**PROBLEM STATEMENT:** Collect every line of the material below that contains the word "grey", treating uppercase and lowercase as different.

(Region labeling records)
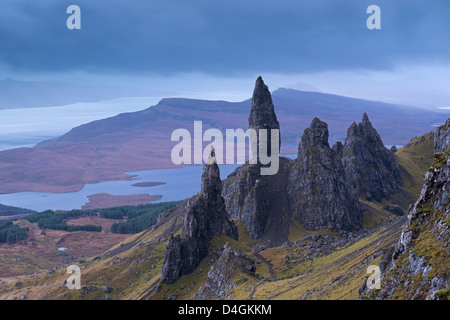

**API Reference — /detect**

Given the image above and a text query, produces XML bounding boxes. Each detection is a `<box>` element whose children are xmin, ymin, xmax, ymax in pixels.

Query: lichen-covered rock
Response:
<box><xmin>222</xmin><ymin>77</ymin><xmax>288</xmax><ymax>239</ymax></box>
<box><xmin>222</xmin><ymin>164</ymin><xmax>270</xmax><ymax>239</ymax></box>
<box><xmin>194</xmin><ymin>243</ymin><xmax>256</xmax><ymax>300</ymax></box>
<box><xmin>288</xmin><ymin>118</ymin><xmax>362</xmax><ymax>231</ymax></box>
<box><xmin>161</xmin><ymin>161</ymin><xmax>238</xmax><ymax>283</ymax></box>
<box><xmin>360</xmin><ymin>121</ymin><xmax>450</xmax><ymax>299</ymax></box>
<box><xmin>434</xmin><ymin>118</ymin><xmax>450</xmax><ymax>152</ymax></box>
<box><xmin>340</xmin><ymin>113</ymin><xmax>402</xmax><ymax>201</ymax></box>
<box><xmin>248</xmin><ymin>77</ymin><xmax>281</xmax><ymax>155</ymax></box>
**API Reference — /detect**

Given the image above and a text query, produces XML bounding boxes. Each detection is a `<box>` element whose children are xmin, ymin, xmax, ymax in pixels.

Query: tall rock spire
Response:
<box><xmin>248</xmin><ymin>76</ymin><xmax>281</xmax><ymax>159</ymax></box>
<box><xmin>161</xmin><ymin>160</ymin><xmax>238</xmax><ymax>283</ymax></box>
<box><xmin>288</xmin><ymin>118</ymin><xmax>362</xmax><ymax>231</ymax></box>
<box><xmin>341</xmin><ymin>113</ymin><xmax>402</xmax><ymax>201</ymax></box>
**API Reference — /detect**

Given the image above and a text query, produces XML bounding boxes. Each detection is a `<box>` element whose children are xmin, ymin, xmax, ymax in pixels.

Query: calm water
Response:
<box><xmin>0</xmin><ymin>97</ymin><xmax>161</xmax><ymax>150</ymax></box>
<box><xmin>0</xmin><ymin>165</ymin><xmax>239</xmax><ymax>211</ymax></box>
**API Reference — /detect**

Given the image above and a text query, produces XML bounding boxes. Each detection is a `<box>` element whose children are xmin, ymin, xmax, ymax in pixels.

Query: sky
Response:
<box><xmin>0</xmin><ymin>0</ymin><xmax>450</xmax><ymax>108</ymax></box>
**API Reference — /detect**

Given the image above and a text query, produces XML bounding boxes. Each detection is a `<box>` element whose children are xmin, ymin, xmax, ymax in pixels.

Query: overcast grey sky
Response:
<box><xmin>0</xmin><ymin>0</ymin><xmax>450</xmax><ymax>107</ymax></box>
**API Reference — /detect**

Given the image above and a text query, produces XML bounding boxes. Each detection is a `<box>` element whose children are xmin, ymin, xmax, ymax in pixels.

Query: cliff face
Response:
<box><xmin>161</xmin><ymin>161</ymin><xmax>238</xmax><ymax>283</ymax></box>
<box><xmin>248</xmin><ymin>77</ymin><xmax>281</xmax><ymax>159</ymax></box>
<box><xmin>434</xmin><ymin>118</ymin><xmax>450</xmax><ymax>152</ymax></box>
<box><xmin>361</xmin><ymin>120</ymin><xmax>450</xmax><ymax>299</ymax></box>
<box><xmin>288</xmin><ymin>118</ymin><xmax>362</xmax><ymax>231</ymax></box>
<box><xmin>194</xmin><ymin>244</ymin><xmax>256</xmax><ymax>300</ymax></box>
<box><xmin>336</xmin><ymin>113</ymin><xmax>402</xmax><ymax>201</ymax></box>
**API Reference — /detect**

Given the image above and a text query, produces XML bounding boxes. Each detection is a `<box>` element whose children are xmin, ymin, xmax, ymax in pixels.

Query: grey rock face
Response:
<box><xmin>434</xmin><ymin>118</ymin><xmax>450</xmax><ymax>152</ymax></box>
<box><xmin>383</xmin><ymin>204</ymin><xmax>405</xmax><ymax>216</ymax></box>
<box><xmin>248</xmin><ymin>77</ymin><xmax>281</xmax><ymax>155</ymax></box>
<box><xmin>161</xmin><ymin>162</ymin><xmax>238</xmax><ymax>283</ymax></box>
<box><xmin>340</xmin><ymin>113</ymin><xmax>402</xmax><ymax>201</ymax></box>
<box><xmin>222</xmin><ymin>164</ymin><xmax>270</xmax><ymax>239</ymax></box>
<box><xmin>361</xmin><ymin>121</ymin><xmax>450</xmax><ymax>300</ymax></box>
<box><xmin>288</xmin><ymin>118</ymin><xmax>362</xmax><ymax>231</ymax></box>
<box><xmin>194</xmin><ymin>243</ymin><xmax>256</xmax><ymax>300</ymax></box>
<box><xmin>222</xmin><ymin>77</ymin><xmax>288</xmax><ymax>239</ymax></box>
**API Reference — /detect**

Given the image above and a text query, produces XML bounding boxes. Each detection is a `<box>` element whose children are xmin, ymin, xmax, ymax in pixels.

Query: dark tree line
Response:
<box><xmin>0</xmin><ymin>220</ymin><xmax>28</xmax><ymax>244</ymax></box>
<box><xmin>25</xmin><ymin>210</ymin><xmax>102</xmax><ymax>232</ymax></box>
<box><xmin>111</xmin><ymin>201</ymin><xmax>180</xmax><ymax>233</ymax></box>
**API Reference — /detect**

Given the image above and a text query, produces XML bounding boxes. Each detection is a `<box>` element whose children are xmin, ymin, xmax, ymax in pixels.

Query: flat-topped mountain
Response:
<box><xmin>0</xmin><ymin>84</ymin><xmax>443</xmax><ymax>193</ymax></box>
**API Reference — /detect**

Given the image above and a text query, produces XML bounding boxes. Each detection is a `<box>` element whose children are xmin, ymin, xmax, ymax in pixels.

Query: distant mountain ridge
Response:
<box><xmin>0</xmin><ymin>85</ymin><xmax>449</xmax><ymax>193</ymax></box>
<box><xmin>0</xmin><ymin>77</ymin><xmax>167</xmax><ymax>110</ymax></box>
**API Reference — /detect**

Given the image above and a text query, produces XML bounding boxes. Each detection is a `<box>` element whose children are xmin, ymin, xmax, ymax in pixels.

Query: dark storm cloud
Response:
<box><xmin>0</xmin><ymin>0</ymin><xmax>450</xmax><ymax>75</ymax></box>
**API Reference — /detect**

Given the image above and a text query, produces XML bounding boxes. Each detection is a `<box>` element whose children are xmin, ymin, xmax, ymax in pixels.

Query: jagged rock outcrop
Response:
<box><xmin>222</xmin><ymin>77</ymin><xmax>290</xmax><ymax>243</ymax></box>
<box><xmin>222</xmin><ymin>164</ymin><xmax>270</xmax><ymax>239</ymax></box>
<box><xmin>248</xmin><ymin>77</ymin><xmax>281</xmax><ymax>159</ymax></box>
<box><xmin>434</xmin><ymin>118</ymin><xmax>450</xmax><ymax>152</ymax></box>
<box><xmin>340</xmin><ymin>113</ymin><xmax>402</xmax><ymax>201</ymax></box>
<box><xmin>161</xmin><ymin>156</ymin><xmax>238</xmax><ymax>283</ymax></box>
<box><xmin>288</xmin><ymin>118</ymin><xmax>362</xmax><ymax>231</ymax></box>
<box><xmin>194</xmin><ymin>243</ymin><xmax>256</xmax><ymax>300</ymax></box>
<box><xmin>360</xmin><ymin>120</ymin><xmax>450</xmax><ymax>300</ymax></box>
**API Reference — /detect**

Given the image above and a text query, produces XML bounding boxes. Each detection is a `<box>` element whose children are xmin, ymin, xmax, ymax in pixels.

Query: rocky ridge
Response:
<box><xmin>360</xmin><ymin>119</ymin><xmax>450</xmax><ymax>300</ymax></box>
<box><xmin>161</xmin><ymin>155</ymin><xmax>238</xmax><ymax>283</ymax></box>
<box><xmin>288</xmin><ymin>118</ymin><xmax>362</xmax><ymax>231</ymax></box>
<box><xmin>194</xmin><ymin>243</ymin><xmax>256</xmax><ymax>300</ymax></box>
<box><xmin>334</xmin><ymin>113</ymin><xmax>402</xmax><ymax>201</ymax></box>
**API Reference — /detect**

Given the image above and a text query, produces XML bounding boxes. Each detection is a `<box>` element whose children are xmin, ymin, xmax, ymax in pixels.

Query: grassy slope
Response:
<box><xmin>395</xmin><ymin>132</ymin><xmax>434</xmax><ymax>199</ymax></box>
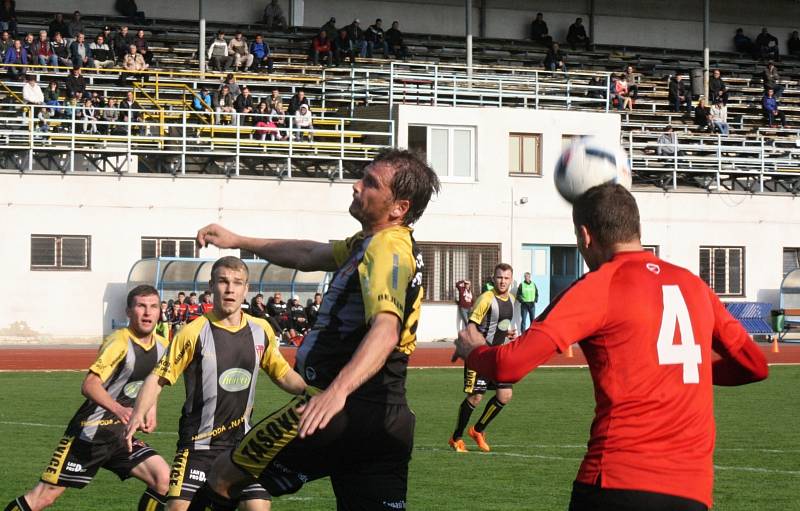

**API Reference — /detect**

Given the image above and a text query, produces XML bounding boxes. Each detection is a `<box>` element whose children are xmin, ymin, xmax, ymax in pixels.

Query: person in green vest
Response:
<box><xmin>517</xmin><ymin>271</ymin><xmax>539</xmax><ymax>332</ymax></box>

**EXERCISE RESPONSE:**
Query: overcast grey sky
Query: grey rock face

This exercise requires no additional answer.